# WHAT THE EXERCISE ASKS
Gather every line of the listing that contains the string "white", matching its case exactly.

# DATASET ENTRIES
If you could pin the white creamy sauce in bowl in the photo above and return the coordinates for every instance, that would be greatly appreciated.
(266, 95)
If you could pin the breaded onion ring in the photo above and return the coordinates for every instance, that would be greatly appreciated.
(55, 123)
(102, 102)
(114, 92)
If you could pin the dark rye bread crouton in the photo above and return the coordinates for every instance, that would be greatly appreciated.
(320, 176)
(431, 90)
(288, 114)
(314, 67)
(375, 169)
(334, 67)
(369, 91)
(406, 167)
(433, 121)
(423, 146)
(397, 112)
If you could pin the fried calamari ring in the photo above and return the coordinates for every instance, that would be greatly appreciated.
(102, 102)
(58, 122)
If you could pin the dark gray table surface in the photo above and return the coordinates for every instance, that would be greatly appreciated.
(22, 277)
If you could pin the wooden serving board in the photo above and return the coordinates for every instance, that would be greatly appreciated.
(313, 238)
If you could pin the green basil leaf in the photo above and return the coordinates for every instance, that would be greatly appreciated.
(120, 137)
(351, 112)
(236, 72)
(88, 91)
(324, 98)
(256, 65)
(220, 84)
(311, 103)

==

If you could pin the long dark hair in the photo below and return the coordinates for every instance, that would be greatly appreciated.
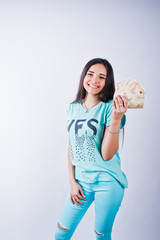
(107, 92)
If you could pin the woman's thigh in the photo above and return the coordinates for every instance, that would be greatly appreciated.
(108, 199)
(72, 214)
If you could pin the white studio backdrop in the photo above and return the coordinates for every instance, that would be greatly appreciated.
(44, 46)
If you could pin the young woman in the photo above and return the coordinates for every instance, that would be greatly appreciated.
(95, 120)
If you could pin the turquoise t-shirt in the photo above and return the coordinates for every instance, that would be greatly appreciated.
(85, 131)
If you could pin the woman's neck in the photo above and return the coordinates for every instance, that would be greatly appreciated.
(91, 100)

# PROBLEM SOLUTION
If you could pin the white creamy sauce in bowl in the photo above and return the coordinates for every instance, that would be greatly appreciated.
If you could pin the white studio backdrop in the photo above and return the coordinates for every instance, that would be greatly appreciated.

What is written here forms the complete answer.